## Work instructions
**A.** According to the passage on Colorado unemployment claims, how many initial claims did Colorado residents file in the week ending April 11?
**B.** Extend the passage on Colorado unemployment claims, beginning after its final sentence.

(The Center Square) - Unemployment claims in Colorado spiked by 127 percent, the highest increase in the country last week as the fallout continues from efforts to control the COVID-19 outbreak.
Over the course of the past four weeks, about 233,000 Coloradans have filed for unemployment.
The U.S. Department of Labor released numbers Thursday morning detailing unemployment for each state for the week ending April 11. Colorado residents filed 105,073 initial claims that week, up sharply from the previous week's 46,326 claims, a 127 percent increase.
Nationally, 5.24 million people filed initial unemployment claims for the week that ended April 11, bringing the four week total to 22 million claims filed.
"The advance seasonally adjusted insured unemployment rate was 8.2 percent for the week ending April 4, an increase of 3.1 percentage points from the previous week's unrevised rate," the release from the Department of Labor stated. "This marks the highest level of the seasonally adjusted insured unemployment rate in the history of the seasonally adjusted series. The previous high was 7.0 percent in May of 1975."

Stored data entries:
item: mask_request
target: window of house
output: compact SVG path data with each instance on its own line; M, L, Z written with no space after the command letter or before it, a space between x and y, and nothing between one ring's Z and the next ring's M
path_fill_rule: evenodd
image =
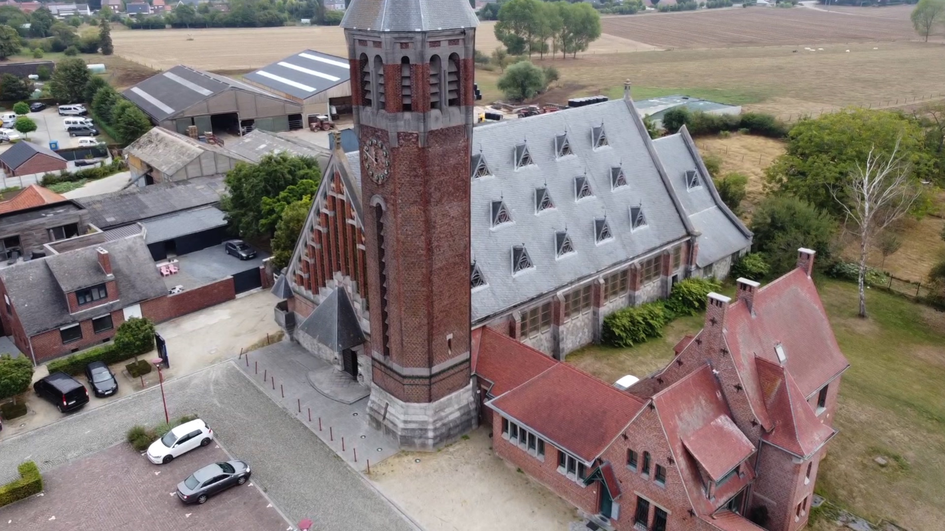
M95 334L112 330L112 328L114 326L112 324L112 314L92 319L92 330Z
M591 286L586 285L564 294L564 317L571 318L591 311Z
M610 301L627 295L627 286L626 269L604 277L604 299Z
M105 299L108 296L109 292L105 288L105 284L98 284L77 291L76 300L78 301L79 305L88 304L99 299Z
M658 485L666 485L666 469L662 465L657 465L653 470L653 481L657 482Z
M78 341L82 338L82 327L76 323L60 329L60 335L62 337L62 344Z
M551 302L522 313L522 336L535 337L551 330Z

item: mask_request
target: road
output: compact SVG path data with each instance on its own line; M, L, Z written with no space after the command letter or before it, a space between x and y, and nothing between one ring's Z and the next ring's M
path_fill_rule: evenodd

* * *

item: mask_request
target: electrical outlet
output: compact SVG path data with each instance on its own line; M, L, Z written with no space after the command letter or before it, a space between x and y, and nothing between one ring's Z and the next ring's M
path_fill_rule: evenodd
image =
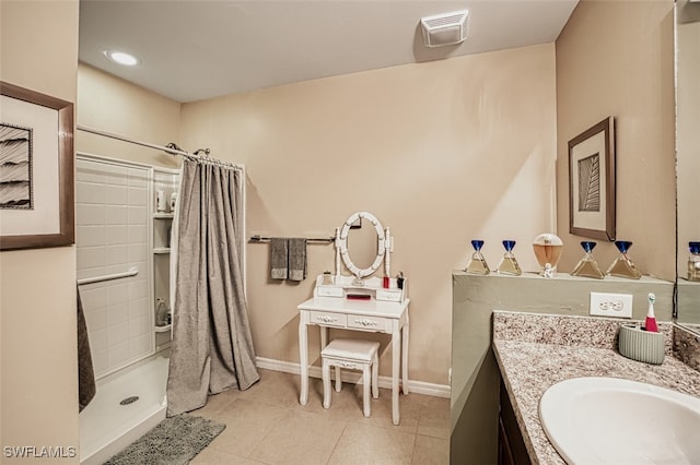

...

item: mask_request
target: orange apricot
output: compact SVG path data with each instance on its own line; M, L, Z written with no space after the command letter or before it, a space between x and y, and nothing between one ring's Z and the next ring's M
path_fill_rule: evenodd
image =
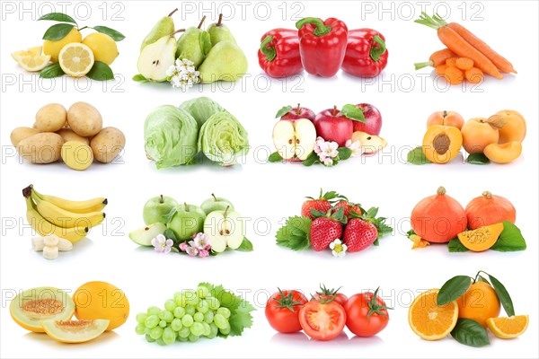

## Exercise answers
**A.** 105,073 initial claims.

**B.**
Colorado Governor Jared Polis Wednesday said the next few days will be "critical" in the state's fight against coronavirus, also laying out his administration's approach for analyzing how measures to reduce the spread of the virus have progressed.
"We know, as we've presented in prior weeks, we need to achieve a high level of social distancing to be able to end these severe restrictions," he said Wednesday. "The next few days are going to be critical."
Polis added that easing social distancing requirements and reopening the state economy is "going to look more like a light dimmer, more gradual over time."
Colorado had 8,280 coronavirus cases and 357 deaths as of Wednesday evening.